--- Task instructions ---
Based on the interview excerpt below, say whether each statement agrees with it, answering yes or no and quoting the deciding words: 1. The speaker's organization supports fee-for-service payment. 2. The organization is affiliated with the Albert Einstein College of Medicine. 3. The speaker considers every aspect of the Affordable Care Act particularly great.

━━ Text section ━━

At the root of our mission is our commitment to this population, but at the same time, through our affiliation with the Albert Einstein College of Medicine, we also focus on the school and the education of the doctors, nurses, physician assistants, and dentists of tomorrow.

One thing that differentiates us on the innovation front is that we’re entrepreneurial in how we provide care and how we get paid for that care. We embrace a comprehensive payment scenario and we are trying to overcome the fragmentation of fee-for-service. We don’t believe in piecemeal funding; if you believe in keeping people well and in giving people care that is not fragmented, then you believe in pre- and comprehensive payment. You believe in creating financial alignment.

Montefiore’s University Hospital for Albert Einstein College of Medicine at the Moses Campus

Montefiore’s University Hospital for Albert Einstein College
of Medicine at the Moses Campus

Are you optimistic that healthcare issues can be addressed and is the proper dialogue taking place to accomplish this?

I’m generally optimistic, but I’m appreciative of the drag on change, which never happens in a straight line. There are aspects of the Affordable Care Act that are not particularly great, but the thrust of what is being attempted – insuring everybody, creating affordability, and increasing the quality of care – covers all of the right issues.

━━━
━━ Recorded data ━━

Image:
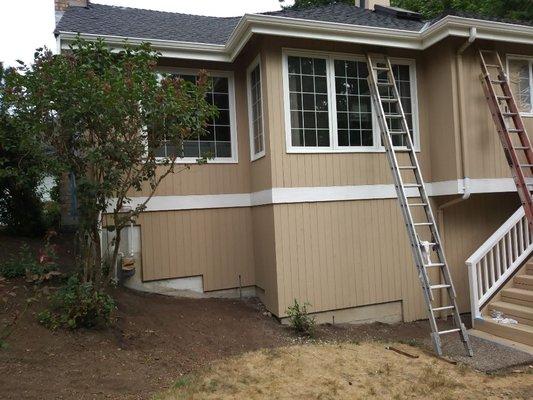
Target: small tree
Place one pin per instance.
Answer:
(105, 113)
(23, 165)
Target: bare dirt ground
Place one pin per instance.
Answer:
(158, 341)
(345, 371)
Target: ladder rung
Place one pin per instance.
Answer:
(441, 286)
(449, 331)
(433, 265)
(443, 308)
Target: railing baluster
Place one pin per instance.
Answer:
(498, 259)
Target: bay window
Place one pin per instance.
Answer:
(218, 141)
(520, 70)
(328, 106)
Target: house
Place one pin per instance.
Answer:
(299, 202)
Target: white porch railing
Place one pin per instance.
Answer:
(497, 259)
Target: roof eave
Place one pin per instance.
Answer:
(319, 30)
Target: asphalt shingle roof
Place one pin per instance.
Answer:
(101, 19)
(128, 22)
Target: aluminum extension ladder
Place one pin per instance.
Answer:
(421, 227)
(508, 121)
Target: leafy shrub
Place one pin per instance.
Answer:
(78, 305)
(300, 320)
(25, 263)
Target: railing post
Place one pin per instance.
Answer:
(474, 295)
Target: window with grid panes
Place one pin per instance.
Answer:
(216, 140)
(256, 111)
(354, 106)
(308, 98)
(403, 83)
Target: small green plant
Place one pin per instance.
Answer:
(300, 320)
(78, 305)
(25, 262)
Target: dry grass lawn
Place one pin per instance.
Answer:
(346, 371)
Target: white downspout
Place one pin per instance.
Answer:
(462, 134)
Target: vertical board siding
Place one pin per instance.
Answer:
(331, 169)
(216, 244)
(265, 256)
(486, 158)
(344, 254)
(466, 226)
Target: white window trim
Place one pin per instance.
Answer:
(255, 63)
(332, 109)
(530, 60)
(234, 159)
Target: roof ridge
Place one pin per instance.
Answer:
(160, 11)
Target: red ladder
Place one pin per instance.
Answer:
(514, 138)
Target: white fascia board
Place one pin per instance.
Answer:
(167, 48)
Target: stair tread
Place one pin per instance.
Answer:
(528, 279)
(518, 292)
(516, 332)
(511, 308)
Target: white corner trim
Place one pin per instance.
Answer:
(314, 194)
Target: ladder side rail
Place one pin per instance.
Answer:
(393, 161)
(510, 154)
(425, 198)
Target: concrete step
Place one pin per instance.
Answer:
(523, 281)
(517, 332)
(529, 268)
(523, 297)
(522, 314)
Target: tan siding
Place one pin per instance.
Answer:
(345, 254)
(214, 243)
(301, 170)
(265, 255)
(466, 226)
(486, 159)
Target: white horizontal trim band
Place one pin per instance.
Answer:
(315, 194)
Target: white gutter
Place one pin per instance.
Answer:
(319, 30)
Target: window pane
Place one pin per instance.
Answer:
(257, 111)
(353, 104)
(519, 71)
(308, 102)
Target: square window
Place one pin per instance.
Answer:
(307, 65)
(323, 137)
(295, 84)
(308, 84)
(297, 136)
(340, 68)
(320, 67)
(309, 120)
(294, 65)
(321, 85)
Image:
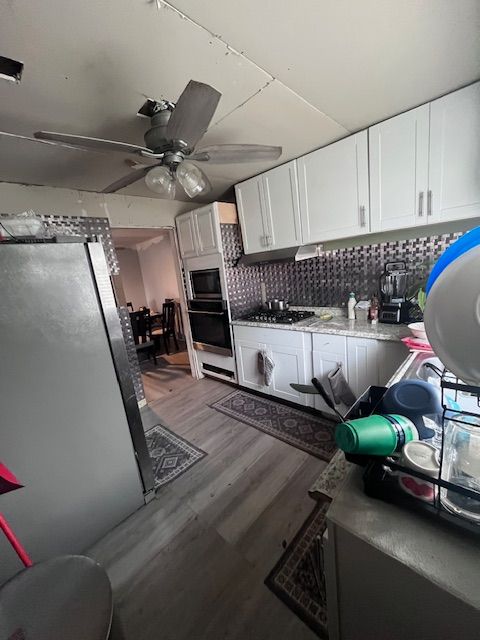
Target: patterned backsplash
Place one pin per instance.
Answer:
(325, 281)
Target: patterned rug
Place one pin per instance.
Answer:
(330, 480)
(313, 434)
(298, 578)
(171, 455)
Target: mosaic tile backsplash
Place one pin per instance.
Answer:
(325, 281)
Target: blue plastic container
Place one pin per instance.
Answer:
(468, 241)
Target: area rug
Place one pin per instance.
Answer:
(171, 455)
(298, 579)
(330, 480)
(313, 434)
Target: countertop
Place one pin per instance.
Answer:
(445, 555)
(339, 325)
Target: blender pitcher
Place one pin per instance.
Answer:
(461, 465)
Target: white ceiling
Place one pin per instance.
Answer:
(130, 238)
(296, 74)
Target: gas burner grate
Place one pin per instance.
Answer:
(278, 317)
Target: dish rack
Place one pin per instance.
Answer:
(378, 476)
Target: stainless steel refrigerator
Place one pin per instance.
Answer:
(70, 425)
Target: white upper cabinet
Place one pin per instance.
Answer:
(398, 151)
(251, 213)
(455, 156)
(198, 232)
(333, 186)
(418, 168)
(282, 213)
(186, 235)
(268, 210)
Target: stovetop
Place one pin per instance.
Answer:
(280, 317)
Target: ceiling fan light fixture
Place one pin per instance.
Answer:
(192, 179)
(161, 181)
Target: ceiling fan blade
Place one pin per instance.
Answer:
(232, 153)
(126, 180)
(30, 139)
(193, 113)
(96, 144)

━━━

--- Result ---
1. No: "we are trying to overcome the fragmentation of fee-for-service"
2. Yes: "through our affiliation with the Albert Einstein College of Medicine"
3. No: "There are aspects of the Affordable Care Act that are not particularly great"